TASK STATEMENT> Reproduce every entry below precisely; do not include the pictures.

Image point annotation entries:
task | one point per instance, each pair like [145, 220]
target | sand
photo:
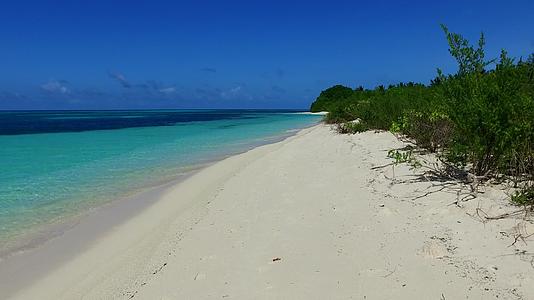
[305, 218]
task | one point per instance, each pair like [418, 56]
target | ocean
[57, 165]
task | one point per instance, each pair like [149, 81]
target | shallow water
[56, 165]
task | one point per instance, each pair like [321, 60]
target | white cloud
[54, 86]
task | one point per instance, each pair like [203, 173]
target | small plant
[352, 127]
[403, 157]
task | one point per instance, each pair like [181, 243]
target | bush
[352, 127]
[478, 119]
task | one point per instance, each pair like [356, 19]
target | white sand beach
[304, 218]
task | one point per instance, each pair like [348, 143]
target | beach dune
[304, 218]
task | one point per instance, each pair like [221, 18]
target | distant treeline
[480, 119]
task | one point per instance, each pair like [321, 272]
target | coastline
[41, 251]
[306, 217]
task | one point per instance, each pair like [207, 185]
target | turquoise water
[51, 176]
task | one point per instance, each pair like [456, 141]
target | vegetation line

EXERCISE SOLUTION>
task | one point per instance, each pair like [145, 220]
target | sand
photo:
[305, 218]
task | one point per instance, each pair like [418, 56]
target | ocean
[57, 165]
task | one point per instance, each pair like [149, 81]
target | shallow water
[56, 165]
task | one point per instance, each pair like [321, 60]
target | white cloud
[54, 86]
task | one point per instance, each pair like [203, 173]
target | small plant
[352, 127]
[403, 157]
task | one point per instance, each pair like [181, 243]
target | bush
[352, 127]
[478, 119]
task | one point per instance, each pair like [356, 19]
target | white sand beach
[304, 218]
task | one point per instance, each pair like [348, 143]
target | beach dune
[304, 218]
task | one point per instance, each pair like [221, 18]
target | distant treeline
[480, 119]
task | one point per instance, each pair like [321, 272]
target | coastline
[41, 251]
[306, 217]
task | one point per instance, each pair like [207, 185]
target | turquoise water
[51, 176]
task | one point per instance, each pair like [456, 141]
target | vegetation line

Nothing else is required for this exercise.